* DATASET ENTRIES *
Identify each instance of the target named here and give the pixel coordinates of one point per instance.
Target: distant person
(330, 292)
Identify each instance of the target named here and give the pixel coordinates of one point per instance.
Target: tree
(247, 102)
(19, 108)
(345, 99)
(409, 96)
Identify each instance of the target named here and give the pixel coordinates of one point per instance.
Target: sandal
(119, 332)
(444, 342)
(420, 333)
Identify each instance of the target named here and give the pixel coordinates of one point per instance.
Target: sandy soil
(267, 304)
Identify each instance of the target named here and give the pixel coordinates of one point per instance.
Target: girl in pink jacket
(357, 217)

---

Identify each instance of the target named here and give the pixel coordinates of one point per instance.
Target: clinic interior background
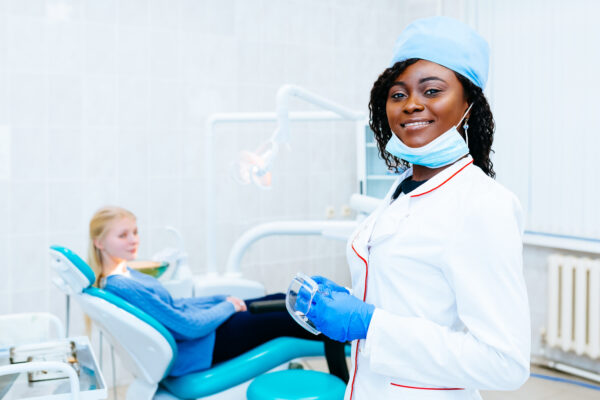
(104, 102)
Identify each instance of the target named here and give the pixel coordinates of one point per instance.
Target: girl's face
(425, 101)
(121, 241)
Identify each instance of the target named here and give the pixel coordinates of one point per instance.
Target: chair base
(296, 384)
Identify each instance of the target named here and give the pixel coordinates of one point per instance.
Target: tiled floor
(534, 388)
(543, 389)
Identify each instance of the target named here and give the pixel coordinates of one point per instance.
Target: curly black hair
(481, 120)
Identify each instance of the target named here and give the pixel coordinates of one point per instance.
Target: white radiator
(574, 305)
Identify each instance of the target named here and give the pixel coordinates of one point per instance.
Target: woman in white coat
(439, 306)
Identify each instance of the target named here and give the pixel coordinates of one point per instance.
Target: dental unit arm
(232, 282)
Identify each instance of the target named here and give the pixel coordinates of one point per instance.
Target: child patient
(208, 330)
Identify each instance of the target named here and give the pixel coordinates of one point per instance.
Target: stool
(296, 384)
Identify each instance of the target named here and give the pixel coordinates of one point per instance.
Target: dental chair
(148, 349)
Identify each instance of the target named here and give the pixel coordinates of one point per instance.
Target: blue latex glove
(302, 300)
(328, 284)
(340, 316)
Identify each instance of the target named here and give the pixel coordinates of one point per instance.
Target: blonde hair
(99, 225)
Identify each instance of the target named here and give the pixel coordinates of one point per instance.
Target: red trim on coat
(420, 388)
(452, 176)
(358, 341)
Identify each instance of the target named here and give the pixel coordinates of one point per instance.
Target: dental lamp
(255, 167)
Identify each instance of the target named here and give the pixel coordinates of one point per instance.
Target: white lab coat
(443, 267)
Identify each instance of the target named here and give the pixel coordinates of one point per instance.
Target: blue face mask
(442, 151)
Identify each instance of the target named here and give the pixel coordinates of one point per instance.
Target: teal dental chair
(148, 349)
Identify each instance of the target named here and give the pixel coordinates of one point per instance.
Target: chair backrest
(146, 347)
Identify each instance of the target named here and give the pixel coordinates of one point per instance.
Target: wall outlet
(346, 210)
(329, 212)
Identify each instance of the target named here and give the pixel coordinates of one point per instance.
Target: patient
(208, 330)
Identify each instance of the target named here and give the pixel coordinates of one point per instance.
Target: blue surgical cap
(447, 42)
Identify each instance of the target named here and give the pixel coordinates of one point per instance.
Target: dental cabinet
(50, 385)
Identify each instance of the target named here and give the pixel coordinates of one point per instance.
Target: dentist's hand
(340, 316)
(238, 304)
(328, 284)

* EXERCISE DESCRIPTION *
Gather every line above that contains the string "patient", and copy each of those lines in full.

* RESULT *
Target: child patient
Target: patient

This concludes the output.